(Records excerpted from a collection)
------------------------------------------------

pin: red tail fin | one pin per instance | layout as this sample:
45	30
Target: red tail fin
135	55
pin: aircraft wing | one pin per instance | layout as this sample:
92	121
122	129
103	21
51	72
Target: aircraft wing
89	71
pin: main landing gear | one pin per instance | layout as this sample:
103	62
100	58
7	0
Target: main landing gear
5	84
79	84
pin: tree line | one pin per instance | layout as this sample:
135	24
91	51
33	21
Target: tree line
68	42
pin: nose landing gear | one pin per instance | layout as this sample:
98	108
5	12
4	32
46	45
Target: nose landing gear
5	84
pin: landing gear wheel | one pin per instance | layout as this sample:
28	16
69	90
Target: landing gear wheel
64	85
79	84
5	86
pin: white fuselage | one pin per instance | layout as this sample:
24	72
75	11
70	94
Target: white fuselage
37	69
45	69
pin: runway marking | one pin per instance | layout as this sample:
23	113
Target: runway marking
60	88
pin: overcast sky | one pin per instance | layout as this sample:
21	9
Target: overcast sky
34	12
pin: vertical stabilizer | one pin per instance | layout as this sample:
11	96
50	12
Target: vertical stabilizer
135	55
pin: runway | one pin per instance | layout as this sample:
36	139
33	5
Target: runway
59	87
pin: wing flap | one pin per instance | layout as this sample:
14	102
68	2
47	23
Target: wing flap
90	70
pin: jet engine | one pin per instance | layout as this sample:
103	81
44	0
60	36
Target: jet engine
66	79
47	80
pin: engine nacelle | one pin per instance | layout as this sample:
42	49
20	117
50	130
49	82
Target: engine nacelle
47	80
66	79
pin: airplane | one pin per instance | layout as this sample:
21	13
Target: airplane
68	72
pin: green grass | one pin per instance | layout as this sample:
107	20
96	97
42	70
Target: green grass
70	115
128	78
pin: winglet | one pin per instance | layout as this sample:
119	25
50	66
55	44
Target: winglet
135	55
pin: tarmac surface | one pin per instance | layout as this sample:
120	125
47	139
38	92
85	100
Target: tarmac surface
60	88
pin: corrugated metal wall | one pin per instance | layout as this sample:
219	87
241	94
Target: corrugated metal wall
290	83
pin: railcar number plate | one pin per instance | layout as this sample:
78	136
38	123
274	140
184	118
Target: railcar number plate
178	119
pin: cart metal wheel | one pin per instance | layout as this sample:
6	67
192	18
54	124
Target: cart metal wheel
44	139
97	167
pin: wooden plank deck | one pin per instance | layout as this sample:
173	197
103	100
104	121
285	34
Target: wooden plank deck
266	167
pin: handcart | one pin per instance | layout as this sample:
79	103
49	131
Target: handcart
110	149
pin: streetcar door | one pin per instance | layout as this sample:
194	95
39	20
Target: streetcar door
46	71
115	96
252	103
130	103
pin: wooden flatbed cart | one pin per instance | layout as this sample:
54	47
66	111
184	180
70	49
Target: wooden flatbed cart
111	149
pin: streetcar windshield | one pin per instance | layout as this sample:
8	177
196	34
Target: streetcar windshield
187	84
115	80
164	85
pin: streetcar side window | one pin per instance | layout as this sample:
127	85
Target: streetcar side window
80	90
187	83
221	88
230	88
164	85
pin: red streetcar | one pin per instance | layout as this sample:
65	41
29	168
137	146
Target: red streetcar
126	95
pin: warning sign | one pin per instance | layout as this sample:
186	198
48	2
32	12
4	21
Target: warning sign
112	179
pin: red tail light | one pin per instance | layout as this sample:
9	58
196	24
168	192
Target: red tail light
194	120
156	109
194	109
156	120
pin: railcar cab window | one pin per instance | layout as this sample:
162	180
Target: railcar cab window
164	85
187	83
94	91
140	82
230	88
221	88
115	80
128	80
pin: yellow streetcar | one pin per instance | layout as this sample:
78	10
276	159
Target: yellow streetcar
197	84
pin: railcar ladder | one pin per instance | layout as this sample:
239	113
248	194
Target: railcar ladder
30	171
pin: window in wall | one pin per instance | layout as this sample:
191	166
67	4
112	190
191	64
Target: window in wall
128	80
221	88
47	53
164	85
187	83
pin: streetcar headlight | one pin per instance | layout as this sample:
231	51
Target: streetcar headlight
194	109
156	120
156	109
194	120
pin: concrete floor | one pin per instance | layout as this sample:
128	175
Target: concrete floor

------------------------------------------------

▶ _PROBLEM_: Set all of the records down again, exactly as they stand.

▶ _TASK RESULT_:
pin: red tail fin | one pin per instance | layout as this sample:
45	30
Target: red tail fin
135	55
pin: aircraft wing | one pin per instance | layout as this sample:
92	121
122	129
103	21
51	72
Target: aircraft wing
89	71
pin: main landing gear | one pin per instance | layout as this sample:
103	62
100	58
7	0
Target: main landing gear
5	84
79	84
pin: tree line | one pin per instance | layout as this sample:
135	24
91	51
33	21
Target: tree line
68	42
pin: nose landing gear | one pin per instance | layout as this sample:
98	108
5	12
4	32
46	45
Target: nose landing gear
5	84
pin: landing gear wheel | one pin per instance | layout as this sample:
28	16
69	90
Target: landing gear wheel
64	85
79	84
5	86
pin: white fuselage | one pin per instance | layout as this sample:
24	72
75	11
70	94
Target: white fuselage
37	69
45	69
pin: runway marking | one pin per instance | layout as this sample:
23	113
Target: runway marking
60	88
pin: overcast sky | one pin per instance | layout as this sample:
21	9
Target: overcast sky
34	12
pin: vertical stabilizer | one pin per instance | layout as this sample:
11	96
50	12
Target: vertical stabilizer
135	55
pin: runway | one pin per instance | layout as this sample:
36	139
33	5
Target: runway
59	87
pin: wing flap | one pin per instance | layout as this sample:
14	102
68	2
47	23
Target: wing flap
90	70
pin: jet engine | one pin per instance | layout as this sample:
103	81
44	0
60	36
Target: jet engine
66	79
47	80
pin: engine nacelle | one pin per instance | layout as this sample:
42	49
20	117
50	130
49	82
Target: engine nacelle
47	80
66	79
pin: airplane | one pin per instance | layout as this sample:
21	13
Target: airplane
68	72
pin: green grass | one pin per instance | layout as this sample:
107	20
96	97
42	70
Target: green grass
70	115
128	78
pin: winglet | one pin per instance | layout as this sample:
119	25
50	66
55	44
Target: winglet
135	55
pin: tarmac surface | one pin per instance | layout as this sample:
120	125
47	139
38	92
85	100
Target: tarmac surface
60	88
pin: corrugated metal wall | one pin per instance | layout as this sample:
219	87
241	94
Target: corrugated metal wall
290	83
pin: railcar number plate | one pin per instance | layout as this sample:
78	136
38	123
274	140
184	118
Target: railcar number plate
178	119
pin: cart metal wheel | one pin per instance | layout as this sample:
6	67
192	18
54	124
Target: cart metal wheel
44	139
97	167
pin: wooden plank deck | one pin per instance | layout as this sample:
173	197
103	100
104	121
285	34
Target: wooden plank deck
266	167
pin: handcart | one pin per instance | layout as this sample:
79	103
49	131
Target: handcart
110	149
pin: streetcar door | one pin per instance | layout as this sample:
194	95
39	20
Target: streetcar door
46	71
115	96
252	103
130	103
pin: wooden flatbed cart | one pin per instance | layout as this sample:
54	47
66	111
184	180
70	49
Target: wooden flatbed cart
111	149
pin: streetcar windshield | one pin per instance | layout as this sample:
8	177
196	34
Target: streetcar windshield
187	84
115	80
164	85
pin: streetcar side window | one pin per instance | layout as this sample:
127	85
Target: streetcar side window
80	90
187	83
221	88
230	88
164	85
pin: red streetcar | one pin per instance | layout as this sample:
65	41
29	168
137	146
Target: red streetcar
126	95
pin: warning sign | one pin per instance | layout as this sample:
186	198
48	2
32	12
4	21
Target: warning sign
112	179
pin: red tail light | one pin per instance | layout as this sample:
9	58
196	24
168	192
Target: red tail light
194	120
156	109
194	109
156	120
pin: railcar cab window | one pin per instance | layout as this sample:
162	180
Target: railcar cab window
164	85
187	83
94	91
140	82
230	88
221	88
115	80
128	80
pin: yellow streetcar | one pin per instance | layout as this sample:
78	10
276	159
Target: yellow streetcar
197	84
pin: railcar ladder | one pin per instance | layout as this sample:
239	113
248	194
Target: railcar ladder
30	171
pin: window in wall | one pin per instance | layout as this sample:
191	166
67	4
112	190
191	64
Target: window in wall
128	80
221	88
47	53
164	85
187	83
pin: streetcar headlight | one pin per instance | layout as this sample:
231	51
Target: streetcar headlight
194	109
156	120
156	109
194	120
pin: concrete floor | one pin per instance | layout as this sample:
128	175
Target: concrete floor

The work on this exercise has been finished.